Reacting to the news that the Russian media regulator is poised to censor online content containing references to LGBTI people or rights, including banning movies and TV series featuring LGBTI characters, Natalia Zviagina, Amnesty International’s Russia Director, said:

“The Russian authorities are preparing to further scapegoat and stigmatize LGBTI people in the country through new homophobic legislation, including by perversely banning globally acclaimed movies like Brokeback Mountain and Call Me by Your Name.

“This unabashed censorship shows that the Russian authorities are wholly out-of-step with human rights, willing to blatantly violate the right to freedom of expression. Disguised as “protecting traditional values,” this outrageous move will not only further stigmatize millions of LGBTI people but expose them to increasing discrimination and stigma, hostility and violent acts.

Disguised as “protecting traditional values,” this outrageous move will not only further stigmatize millions of LGBTI people but expose them to increasing discrimination and stigma, hostility and violent acts.

Natalia Zviagina, Russia Director, Amnesty International

“This censorship directive, not to mention the anti-LGBTI law itself, must be immediately repealed. It’s time for Russia to stop promoting and endorsing discrimination against LGBTI people and understand and recognize that their rights are human rights, and protect them.”

Background

The Russian media regulator, Roskomnadzor, is currently considering a draft order that would regulate the implementation of a new homophobic law adopted in December 2022 with regard to publishing content online, including movie streaming services. It is expected that the order will be adopted in the coming days and enter into force on 1 September 2023.

BRIEF 1: Does each claim below agree with the piece on Russia's censorship of LGBTI content? Answer yes or no for each one and quote the words of the piece that decide it. (a) The draft order is expected to enter into force on 1 September 2023. (b) The new homophobic law was adopted in December 2021. (c) The piece calls for the censorship directive to be repealed, but not the anti-LGBTI law.
BRIEF 2: Can you continue the piece on Russia's censorship of LGBTI content, starting after its last sentence?

SUPPLIED MATERIAL:
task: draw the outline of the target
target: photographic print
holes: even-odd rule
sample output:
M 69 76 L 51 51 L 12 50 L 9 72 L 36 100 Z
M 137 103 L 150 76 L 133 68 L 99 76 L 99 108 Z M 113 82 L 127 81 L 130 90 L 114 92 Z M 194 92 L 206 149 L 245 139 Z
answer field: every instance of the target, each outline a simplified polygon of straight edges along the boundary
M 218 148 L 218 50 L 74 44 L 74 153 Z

TASK OUTPUT 1:
(a) Yes: "enter into force on 1 September 2023."
(b) No: "a new homophobic law adopted in December 2022"
(c) No: "This censorship directive, not to mention the anti-LGBTI law itself, must be immediately repealed."

TASK OUTPUT 2:
According to the draft regulation, references in online materials aimed at, among other things, “encouraging the attractiveness of non-traditional sexual relations,” “creating a distorted idea of the social equivalence of traditional and non-traditional sexual relations” and “forming a positive attitude towards changing the biological sex of a person,” are to be deleted or risk the sites to be blocked by the authorities and fines of up to USD 81,000.

Roskomnadzor has recently suggested that online streaming services should delete movies and TV-series, including Brokeback Mountain, Call Me by Your Name, HBO’s TV-show The Sex Lives of College Girls and several episodes of the British TV drama This Is Going to Hurt. According to Vedomosti newspaper, this suggestion appears to have been implemented by streaming providers since the abovementioned movies and series are no longer accessible on Russian streaming platforms.